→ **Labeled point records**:
============

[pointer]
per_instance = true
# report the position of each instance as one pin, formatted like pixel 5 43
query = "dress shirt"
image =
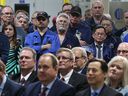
pixel 48 86
pixel 67 76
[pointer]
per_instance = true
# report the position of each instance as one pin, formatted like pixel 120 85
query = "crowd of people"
pixel 78 56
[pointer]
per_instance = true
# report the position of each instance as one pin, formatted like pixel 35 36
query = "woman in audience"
pixel 117 74
pixel 12 66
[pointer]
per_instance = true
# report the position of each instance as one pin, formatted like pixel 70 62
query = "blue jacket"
pixel 35 41
pixel 84 30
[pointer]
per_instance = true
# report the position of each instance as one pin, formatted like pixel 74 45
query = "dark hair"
pixel 104 66
pixel 98 27
pixel 14 38
pixel 107 20
pixel 53 59
pixel 66 5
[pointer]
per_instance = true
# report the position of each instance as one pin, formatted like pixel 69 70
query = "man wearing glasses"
pixel 66 73
pixel 42 40
pixel 7 15
pixel 122 49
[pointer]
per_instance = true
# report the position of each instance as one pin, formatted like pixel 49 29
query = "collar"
pixel 67 76
pixel 25 77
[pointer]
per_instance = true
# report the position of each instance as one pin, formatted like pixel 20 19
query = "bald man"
pixel 122 49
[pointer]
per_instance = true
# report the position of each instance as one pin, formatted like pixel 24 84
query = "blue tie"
pixel 95 94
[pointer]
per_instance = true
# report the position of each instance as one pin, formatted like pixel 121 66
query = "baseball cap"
pixel 76 10
pixel 42 15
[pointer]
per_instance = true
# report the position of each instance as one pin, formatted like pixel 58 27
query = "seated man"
pixel 99 47
pixel 49 84
pixel 96 74
pixel 43 40
pixel 27 62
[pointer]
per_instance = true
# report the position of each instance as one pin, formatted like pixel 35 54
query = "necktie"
pixel 95 94
pixel 22 81
pixel 62 78
pixel 43 93
pixel 99 50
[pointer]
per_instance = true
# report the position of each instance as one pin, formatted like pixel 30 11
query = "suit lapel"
pixel 54 88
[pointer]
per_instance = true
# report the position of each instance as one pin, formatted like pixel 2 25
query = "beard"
pixel 62 30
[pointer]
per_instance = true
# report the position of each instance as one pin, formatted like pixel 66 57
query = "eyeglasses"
pixel 41 18
pixel 63 57
pixel 123 51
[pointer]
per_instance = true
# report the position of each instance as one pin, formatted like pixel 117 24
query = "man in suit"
pixel 4 48
pixel 99 48
pixel 27 61
pixel 7 86
pixel 66 40
pixel 96 74
pixel 66 73
pixel 122 49
pixel 80 59
pixel 47 74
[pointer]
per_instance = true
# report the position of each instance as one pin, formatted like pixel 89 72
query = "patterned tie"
pixel 99 50
pixel 43 93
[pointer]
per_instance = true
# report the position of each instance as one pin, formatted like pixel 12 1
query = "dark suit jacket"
pixel 107 51
pixel 32 78
pixel 11 88
pixel 58 89
pixel 4 47
pixel 105 91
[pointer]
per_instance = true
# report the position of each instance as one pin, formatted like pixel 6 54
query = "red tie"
pixel 44 91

============

→ **The exercise**:
Lay out every line of the entries above as a JSON list of strings, one string per line, with blank lines skipped. Leave the picture out of the list.

→ **Solution for this exercise**:
[
  "[pointer]",
  "per_instance = true",
  "# report the position of each instance as one pin, formatted like pixel 5 43",
  "query = \"dress shirt\"",
  "image =",
  "pixel 48 86",
  "pixel 67 76",
  "[pointer]",
  "per_instance = true",
  "# report the position of each instance as one pin, formatted like pixel 120 85",
  "query = \"crowd of people\"",
  "pixel 78 56",
  "[pointer]",
  "per_instance = true",
  "# report the position of each instance as one pin, formatted like pixel 35 36",
  "query = \"woman in audience\"",
  "pixel 117 74",
  "pixel 12 66",
  "[pointer]",
  "per_instance = true",
  "# report the position of each instance as one pin, formatted like pixel 70 62",
  "query = \"blue jacket\"",
  "pixel 35 41",
  "pixel 84 30",
  "[pointer]",
  "per_instance = true",
  "# report the position of each instance as one pin, formatted like pixel 74 45",
  "query = \"dark hair\"",
  "pixel 104 66",
  "pixel 98 27",
  "pixel 14 38",
  "pixel 107 20",
  "pixel 53 59",
  "pixel 66 5",
  "[pointer]",
  "per_instance = true",
  "# report the position of each instance as one pin, formatted like pixel 69 70",
  "query = \"man wearing glasses\"",
  "pixel 66 73",
  "pixel 42 40",
  "pixel 7 15",
  "pixel 122 49",
  "[pointer]",
  "per_instance = true",
  "# report the position of each instance as one pin, formatted like pixel 49 29",
  "query = \"collar\"",
  "pixel 67 76",
  "pixel 25 77",
  "[pointer]",
  "per_instance = true",
  "# report the position of each instance as one pin, formatted like pixel 20 19",
  "query = \"bald man\"",
  "pixel 122 49",
  "[pointer]",
  "per_instance = true",
  "# report the position of each instance as one pin, formatted like pixel 24 84",
  "query = \"blue tie\"",
  "pixel 95 94",
  "[pointer]",
  "per_instance = true",
  "# report the position of each instance as one pin, formatted like pixel 121 66",
  "query = \"baseball cap\"",
  "pixel 76 10",
  "pixel 42 15",
  "[pointer]",
  "per_instance = true",
  "# report the position of each instance as one pin, formatted like pixel 58 27",
  "query = \"seated man\"",
  "pixel 99 47",
  "pixel 49 84",
  "pixel 96 74",
  "pixel 43 40",
  "pixel 27 62",
  "[pointer]",
  "per_instance = true",
  "# report the position of each instance as one pin, formatted like pixel 35 54",
  "query = \"necktie\"",
  "pixel 95 94",
  "pixel 22 81",
  "pixel 62 78",
  "pixel 43 93",
  "pixel 99 50",
  "[pointer]",
  "per_instance = true",
  "# report the position of each instance as one pin, formatted like pixel 30 11",
  "query = \"suit lapel\"",
  "pixel 54 88",
  "[pointer]",
  "per_instance = true",
  "# report the position of each instance as one pin, formatted like pixel 2 25",
  "query = \"beard\"",
  "pixel 62 30",
  "[pointer]",
  "per_instance = true",
  "# report the position of each instance as one pin, formatted like pixel 66 57",
  "query = \"eyeglasses\"",
  "pixel 41 18",
  "pixel 63 57",
  "pixel 123 51",
  "[pointer]",
  "per_instance = true",
  "# report the position of each instance as one pin, formatted like pixel 117 24",
  "query = \"man in suit\"",
  "pixel 4 48",
  "pixel 99 48",
  "pixel 27 61",
  "pixel 7 86",
  "pixel 66 40",
  "pixel 96 74",
  "pixel 66 73",
  "pixel 122 49",
  "pixel 80 59",
  "pixel 47 74",
  "[pointer]",
  "per_instance = true",
  "# report the position of each instance as one pin, formatted like pixel 89 72",
  "query = \"patterned tie\"",
  "pixel 99 50",
  "pixel 43 93",
  "[pointer]",
  "per_instance = true",
  "# report the position of each instance as one pin, formatted like pixel 12 1",
  "query = \"dark suit jacket\"",
  "pixel 107 51",
  "pixel 32 78",
  "pixel 11 88",
  "pixel 58 89",
  "pixel 4 47",
  "pixel 105 91",
  "[pointer]",
  "per_instance = true",
  "# report the position of each instance as one pin, formatted like pixel 6 54",
  "query = \"red tie\"",
  "pixel 44 91"
]